** Begin Data **

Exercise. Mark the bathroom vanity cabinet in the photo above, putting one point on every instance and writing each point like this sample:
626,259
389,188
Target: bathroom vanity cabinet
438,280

** End Data **

Extract every line of the listing above and reproduce each one without any change.

Exercise. Mark the bathroom vanity cabinet in the photo above, putting one point on every instance and writing each point like this sample:
626,259
389,188
Target: bathroom vanity cabinet
438,280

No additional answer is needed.